Available data:
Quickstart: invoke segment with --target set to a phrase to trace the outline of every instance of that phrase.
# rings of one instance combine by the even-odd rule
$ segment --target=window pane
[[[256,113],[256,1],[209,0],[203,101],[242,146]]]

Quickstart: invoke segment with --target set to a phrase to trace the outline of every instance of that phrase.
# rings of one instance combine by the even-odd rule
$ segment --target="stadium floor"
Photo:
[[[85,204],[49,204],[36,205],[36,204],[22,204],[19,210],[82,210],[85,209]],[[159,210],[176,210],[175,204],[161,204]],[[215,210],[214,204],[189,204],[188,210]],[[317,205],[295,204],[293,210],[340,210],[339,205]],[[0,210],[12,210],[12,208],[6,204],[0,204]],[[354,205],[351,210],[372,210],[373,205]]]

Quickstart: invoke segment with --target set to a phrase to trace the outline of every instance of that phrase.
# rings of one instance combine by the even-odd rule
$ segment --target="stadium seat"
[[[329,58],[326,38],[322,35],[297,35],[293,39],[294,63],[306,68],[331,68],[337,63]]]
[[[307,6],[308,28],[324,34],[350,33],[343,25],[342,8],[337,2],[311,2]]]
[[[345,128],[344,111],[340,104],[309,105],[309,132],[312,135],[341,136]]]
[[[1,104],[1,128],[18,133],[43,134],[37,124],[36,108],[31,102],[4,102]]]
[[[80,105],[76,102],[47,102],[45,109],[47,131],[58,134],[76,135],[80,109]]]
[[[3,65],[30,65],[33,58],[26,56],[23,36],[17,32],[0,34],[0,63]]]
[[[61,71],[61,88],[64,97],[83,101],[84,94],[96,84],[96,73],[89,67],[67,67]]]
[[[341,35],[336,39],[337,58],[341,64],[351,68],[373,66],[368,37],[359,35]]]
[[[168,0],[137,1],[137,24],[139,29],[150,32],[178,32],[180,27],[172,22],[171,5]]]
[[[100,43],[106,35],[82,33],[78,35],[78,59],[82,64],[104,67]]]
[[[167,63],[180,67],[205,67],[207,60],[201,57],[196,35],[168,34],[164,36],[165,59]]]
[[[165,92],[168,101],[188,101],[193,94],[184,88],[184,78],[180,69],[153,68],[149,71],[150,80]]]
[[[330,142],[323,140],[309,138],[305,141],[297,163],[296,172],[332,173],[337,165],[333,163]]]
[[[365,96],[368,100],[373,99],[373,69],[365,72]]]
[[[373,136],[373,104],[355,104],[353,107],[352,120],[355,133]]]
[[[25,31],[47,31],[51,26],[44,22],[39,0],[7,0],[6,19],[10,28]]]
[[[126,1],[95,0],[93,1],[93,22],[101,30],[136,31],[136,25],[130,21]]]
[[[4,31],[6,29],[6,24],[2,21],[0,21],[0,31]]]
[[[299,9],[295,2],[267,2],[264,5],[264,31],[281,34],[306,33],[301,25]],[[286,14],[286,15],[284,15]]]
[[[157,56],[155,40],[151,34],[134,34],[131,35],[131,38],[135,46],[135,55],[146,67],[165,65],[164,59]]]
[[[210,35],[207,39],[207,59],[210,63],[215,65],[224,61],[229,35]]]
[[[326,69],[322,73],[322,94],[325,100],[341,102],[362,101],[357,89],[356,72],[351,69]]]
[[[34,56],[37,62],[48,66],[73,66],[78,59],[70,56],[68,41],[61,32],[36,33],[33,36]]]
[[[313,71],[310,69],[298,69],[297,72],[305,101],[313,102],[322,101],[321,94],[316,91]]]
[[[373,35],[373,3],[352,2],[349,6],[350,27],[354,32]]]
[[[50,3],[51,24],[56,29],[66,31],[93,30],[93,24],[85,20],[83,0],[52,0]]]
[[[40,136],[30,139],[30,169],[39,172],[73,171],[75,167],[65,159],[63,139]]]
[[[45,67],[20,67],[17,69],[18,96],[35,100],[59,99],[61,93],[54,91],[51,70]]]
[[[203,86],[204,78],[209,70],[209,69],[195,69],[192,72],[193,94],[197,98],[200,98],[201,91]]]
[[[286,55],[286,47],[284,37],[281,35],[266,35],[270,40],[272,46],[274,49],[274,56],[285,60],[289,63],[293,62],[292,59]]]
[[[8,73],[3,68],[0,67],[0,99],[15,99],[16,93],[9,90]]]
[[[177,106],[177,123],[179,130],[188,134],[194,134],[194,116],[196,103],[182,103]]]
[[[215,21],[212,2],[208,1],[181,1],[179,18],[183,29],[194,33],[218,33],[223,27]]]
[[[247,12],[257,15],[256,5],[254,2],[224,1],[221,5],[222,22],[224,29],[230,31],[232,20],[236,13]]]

The problem: Reproduce the material from its first line through the line containing "[[[256,113],[256,1],[209,0],[203,101],[242,146]]]", including both of those lines.

Written response:
Quickstart: invoke segment with --target set to a phrase to trace the outline of every instance of that phrase.
# rings of one instance combine by the even-odd rule
$ segment --target=window pane
[[[256,113],[256,1],[209,0],[203,101],[242,146]]]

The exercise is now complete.